■ Region pointing data ■
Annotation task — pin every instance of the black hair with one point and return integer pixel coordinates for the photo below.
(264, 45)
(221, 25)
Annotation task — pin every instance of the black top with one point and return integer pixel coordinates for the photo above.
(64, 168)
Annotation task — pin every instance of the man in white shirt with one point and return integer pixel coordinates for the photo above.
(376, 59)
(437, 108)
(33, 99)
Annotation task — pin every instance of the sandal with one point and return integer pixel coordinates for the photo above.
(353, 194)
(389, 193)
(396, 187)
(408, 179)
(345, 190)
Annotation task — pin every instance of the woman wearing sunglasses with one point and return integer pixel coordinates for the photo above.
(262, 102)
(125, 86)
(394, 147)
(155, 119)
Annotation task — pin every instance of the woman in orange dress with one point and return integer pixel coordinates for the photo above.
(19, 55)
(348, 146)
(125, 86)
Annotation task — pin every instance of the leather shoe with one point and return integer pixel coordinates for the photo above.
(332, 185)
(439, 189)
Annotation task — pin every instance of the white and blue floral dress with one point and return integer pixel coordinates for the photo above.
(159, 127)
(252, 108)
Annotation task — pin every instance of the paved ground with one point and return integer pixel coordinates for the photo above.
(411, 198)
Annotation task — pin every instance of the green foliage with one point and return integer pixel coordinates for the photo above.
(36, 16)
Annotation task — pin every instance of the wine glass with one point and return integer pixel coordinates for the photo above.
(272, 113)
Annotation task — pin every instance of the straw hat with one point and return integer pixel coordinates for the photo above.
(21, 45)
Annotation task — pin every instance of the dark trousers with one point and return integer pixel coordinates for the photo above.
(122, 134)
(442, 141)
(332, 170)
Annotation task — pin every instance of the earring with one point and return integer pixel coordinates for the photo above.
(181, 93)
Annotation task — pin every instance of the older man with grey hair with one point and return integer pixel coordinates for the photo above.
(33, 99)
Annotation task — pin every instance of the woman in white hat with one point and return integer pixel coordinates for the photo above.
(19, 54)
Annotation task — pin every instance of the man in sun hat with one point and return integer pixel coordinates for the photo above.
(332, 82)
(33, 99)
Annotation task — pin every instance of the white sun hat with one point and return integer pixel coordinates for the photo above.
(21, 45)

■ Aim of the task ■
Each line from the one with "Annotation task — pin every instance of the straw" through the last line of the records must be written out word for word. Include nothing else.

■ Task answer ■
Annotation task — pin every instance of the straw hat with one point and return integer pixel coordinates for the photo above.
(21, 45)
Annotation task — pin every instance of the dark trousers with one point and return integer pixel coordinates for the photo above.
(122, 134)
(442, 141)
(332, 170)
Annotation task — pin every instance of the earring with one point and return integer pixel coordinates for the photo above.
(181, 93)
Annotation task — pin every instance of the older man with grey hair with one point and return integer pixel coordinates for the photo above.
(33, 99)
Annotation task — pin every instance of the woman in white hat with one point and return integer pixel coordinates for the photo above.
(19, 54)
Annotation task — pin every instance of the man in sun hat with one point and return integer pixel coordinates for the photo above.
(332, 82)
(33, 99)
Annotation task — pin every instance of the white sun hat with one point and return integer pixel coordinates for the photo above.
(21, 45)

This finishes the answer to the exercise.